Top of PAGE TEXT

Starting 2017 on the Right Foot

Because state and local administrative agencies (e.g., city and county civil rights departments) often follow the EEOC’s lead, all employers, regardless of size, should take note of the EEOC’s stated priorities. An audit of human resources practices and policies should be part of your 2017 New Year’s (legal) resolutions.

Do You Need to Download a Software Update for Your Data Retention & Email Policies?

Contributed by Rebecca Dobbs Bush, December 15, 2016

Almost as certain as death and taxes is the fact that technology is constantly changing. You regularly download windows updates and security patches. You regularly download operating system updates for your mobile phone and tablets. But, how often do you review your company’s data retention and email policies?

36148606 - newsletter illustration with laptop isolated on blueRecord retention policies are incredibly specific to each business. A template policy seldom, if ever, does the job. Many businesses are subject to industry-specific record keeping obligations and, even with a single business, various departments have different considerations that need to be taken into account. Rarely is it appropriate for one company to store and maintain its data in a method that is identical to that of another company.

Furthermore, as technology evolves, so do the methods by which we store and use data. For example, consider the challenges with just mobile phones. More and more businesses are utilizing BYOD policies, often at the request of employees who don’t want to carry multiple phones or who have a preference for a specific type of phone. In many cases, this can create just as much, if not more, exposure as allowing employees to utilize their personal laptops for work. Think about what is stored on most mobile devices: company email and webmail, text messages, geographical location info and GPS history, documents and files copied from computers or received as attachments, internet and social media history, call logs and contacts, online banking transactions, calendar entries, “To-Do” lists and other tasks, photos and videos and more. Furthermore, photos and videos taken with mobile devices contain metadata that often details the time, date and location when they were taken. And this data does not reside on the phone alone.  All of this data could possibly be stored on a SIM card, internal memory on the phone, and/or other devices and computers that the mobile device connects to or uses for storing backup files.

In most cases, it takes multiple individuals working together to create a policy that properly addresses both business needs and legal obligations. Such a policy typically requires the help of an attorney knowledgeable of the legal obligations at play within your industry as well as those issues that can arise in defending litigation. Additionally, crafting a proper and useful policy also requires detailed input from the person (or people) with the most knowledge of how data is used and stored within your business.

All too often, the problem of a lacking or outdated policy is not discovered until one of two instances occurs: 1) a company is facing the exorbitant expense of responding to electronic discovery requests in the course of  litigation; or 2) an employee (or former employee) has misappropriated confidential and proprietary business information. Don’t wait until your operating system is infected with one of these viruses. Update your record retention and data policies annually.

Bottom of PAGE TEXT
Top of INPUT DATA

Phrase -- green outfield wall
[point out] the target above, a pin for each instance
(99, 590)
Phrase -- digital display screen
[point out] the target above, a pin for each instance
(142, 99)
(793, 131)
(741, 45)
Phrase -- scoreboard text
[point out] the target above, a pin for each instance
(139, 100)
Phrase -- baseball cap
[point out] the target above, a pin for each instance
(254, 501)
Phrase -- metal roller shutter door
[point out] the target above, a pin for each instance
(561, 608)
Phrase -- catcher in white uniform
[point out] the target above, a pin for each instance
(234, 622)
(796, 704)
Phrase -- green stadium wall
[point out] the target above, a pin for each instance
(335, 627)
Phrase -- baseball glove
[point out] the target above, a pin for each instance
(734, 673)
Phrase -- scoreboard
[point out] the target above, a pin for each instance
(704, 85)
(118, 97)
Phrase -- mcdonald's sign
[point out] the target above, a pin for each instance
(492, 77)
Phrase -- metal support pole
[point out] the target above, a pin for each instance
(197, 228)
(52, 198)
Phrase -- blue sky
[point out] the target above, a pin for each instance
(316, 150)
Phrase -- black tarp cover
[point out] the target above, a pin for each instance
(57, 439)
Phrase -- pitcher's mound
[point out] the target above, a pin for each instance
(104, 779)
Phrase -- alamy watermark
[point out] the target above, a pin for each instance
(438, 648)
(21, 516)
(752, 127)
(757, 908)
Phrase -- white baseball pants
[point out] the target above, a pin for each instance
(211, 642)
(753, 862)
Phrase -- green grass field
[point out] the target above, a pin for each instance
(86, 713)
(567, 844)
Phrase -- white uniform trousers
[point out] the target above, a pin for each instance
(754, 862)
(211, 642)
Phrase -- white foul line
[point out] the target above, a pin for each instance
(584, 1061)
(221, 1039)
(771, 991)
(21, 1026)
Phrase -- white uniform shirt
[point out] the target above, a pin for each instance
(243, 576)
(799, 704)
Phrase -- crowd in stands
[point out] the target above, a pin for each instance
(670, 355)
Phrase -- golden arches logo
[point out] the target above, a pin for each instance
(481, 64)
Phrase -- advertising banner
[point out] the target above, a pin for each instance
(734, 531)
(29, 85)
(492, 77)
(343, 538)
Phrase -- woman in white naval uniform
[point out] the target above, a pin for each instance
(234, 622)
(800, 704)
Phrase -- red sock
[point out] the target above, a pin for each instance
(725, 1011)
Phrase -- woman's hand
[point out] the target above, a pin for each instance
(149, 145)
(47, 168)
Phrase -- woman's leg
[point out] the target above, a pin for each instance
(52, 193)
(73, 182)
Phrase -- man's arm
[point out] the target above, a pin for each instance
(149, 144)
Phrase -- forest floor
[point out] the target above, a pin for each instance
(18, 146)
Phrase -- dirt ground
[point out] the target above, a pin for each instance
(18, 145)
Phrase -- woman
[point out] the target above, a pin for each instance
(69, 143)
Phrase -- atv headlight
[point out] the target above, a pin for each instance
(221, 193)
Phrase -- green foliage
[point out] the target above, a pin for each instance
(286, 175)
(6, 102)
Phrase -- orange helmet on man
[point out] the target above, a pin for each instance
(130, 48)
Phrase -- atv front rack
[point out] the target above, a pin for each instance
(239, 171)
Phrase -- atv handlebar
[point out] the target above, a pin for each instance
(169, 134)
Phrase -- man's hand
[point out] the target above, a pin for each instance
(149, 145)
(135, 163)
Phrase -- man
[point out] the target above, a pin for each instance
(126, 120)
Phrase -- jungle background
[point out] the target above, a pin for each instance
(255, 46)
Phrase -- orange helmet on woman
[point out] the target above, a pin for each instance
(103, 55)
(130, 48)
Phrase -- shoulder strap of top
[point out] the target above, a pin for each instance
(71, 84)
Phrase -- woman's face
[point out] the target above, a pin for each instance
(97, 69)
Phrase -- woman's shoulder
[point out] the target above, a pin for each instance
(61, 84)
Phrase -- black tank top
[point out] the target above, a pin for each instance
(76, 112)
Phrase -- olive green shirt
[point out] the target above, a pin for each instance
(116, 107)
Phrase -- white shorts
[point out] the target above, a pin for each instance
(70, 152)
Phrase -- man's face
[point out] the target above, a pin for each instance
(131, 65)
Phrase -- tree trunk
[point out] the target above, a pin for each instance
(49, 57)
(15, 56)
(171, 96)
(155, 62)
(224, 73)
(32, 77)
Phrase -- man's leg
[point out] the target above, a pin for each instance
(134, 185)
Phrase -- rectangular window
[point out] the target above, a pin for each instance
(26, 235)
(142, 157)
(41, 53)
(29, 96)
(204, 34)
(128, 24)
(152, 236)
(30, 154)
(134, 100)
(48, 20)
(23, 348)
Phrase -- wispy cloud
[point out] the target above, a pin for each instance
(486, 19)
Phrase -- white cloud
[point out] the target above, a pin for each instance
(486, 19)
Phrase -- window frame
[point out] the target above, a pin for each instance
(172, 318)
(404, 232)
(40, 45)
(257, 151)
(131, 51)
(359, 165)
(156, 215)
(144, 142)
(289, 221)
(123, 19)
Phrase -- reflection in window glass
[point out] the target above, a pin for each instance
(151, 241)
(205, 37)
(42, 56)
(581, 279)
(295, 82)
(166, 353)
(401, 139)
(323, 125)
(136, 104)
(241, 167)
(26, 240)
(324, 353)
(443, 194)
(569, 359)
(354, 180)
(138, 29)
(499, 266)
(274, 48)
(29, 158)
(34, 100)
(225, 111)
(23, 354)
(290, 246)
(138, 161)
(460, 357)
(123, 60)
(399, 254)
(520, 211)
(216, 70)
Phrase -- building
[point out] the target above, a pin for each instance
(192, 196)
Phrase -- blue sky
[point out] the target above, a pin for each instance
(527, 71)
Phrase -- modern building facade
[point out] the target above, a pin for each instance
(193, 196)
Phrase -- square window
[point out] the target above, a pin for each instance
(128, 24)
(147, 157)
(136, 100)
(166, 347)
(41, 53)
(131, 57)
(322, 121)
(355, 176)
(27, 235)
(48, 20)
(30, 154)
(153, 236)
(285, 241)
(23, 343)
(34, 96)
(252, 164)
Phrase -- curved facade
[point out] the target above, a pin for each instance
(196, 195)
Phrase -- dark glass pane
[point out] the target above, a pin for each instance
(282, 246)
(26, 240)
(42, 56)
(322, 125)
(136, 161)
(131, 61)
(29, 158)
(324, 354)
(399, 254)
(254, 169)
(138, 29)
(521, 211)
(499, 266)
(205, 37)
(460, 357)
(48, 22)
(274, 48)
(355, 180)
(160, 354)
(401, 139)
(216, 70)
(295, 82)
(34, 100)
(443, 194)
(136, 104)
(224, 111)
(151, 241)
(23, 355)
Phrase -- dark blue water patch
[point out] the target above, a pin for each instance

Bottom of INPUT DATA
Top of INPUT DATA

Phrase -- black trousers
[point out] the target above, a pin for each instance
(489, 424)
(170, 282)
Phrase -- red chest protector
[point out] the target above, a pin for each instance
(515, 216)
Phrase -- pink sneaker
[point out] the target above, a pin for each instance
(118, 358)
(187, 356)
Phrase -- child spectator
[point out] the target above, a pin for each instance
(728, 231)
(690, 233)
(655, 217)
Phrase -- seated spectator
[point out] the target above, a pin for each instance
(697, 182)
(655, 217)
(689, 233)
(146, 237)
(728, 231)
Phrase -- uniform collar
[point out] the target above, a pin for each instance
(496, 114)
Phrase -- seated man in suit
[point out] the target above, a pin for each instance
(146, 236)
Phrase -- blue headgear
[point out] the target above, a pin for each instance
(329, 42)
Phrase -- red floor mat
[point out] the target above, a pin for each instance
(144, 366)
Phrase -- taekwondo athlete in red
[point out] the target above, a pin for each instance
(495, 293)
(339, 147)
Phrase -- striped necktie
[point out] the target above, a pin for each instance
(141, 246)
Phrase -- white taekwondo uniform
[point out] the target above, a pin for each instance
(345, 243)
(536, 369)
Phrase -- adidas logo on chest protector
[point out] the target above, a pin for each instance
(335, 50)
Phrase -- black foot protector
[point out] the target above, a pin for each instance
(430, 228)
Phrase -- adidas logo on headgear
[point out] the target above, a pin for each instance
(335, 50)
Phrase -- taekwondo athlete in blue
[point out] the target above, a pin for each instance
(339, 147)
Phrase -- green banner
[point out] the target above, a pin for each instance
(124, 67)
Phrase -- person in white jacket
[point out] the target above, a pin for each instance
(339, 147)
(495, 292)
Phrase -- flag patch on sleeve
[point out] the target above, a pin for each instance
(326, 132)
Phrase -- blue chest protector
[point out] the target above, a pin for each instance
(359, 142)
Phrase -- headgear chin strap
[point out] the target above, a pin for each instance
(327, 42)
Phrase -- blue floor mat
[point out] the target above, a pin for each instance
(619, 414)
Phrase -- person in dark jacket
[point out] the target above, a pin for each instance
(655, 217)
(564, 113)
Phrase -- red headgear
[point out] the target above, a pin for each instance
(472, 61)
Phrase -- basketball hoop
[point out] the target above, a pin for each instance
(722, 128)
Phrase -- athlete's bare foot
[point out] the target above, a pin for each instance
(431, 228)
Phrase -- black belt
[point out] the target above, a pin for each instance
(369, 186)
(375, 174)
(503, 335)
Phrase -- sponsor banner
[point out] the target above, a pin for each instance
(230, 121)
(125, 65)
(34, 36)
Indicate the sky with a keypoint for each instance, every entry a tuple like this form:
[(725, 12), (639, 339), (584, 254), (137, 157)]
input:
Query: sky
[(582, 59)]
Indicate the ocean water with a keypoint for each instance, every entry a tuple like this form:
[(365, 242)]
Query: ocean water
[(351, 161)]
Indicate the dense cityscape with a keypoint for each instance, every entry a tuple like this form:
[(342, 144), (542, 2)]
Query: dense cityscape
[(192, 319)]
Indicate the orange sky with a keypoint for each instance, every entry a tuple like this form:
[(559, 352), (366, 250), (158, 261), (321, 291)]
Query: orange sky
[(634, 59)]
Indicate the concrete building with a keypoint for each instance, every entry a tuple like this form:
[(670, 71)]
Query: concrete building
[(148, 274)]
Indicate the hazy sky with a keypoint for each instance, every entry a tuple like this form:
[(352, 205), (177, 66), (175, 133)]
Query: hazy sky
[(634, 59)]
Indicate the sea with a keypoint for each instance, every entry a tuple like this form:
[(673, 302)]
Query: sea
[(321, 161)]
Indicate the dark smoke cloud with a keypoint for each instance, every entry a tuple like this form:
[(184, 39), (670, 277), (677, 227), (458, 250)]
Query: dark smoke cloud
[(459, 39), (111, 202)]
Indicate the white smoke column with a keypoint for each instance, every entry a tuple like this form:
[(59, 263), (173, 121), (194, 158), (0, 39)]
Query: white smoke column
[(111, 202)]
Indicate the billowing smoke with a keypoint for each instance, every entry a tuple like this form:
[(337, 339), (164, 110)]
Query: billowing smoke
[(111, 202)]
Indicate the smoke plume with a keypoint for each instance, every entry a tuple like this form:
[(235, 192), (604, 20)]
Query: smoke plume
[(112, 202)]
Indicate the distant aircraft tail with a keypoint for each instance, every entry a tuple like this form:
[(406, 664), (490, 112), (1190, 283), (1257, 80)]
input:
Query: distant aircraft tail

Bottom of INPUT DATA
Top of INPUT DATA

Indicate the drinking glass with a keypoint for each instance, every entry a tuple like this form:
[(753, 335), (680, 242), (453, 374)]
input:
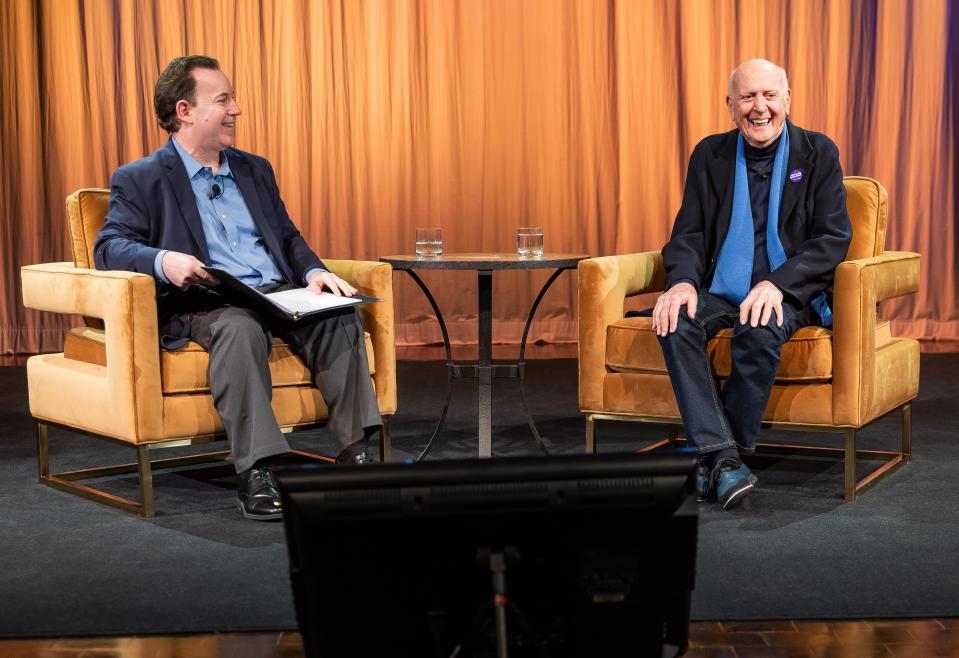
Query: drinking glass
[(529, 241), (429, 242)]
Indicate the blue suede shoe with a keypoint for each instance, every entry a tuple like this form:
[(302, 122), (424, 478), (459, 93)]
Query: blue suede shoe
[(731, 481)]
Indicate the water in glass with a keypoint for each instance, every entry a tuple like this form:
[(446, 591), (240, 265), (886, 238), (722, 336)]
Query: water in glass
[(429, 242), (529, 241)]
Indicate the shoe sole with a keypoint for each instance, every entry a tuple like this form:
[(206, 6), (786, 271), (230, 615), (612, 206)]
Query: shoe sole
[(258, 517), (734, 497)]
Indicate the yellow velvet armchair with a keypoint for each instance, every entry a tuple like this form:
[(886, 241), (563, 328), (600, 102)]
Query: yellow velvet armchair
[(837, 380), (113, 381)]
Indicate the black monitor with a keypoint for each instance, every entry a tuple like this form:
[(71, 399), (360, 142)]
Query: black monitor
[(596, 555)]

Bottom of INPUT DATA

According to the article on data retention and email policies, how often should a company update its record retention and data policies?

RESULT OF THE TASK:
Annually.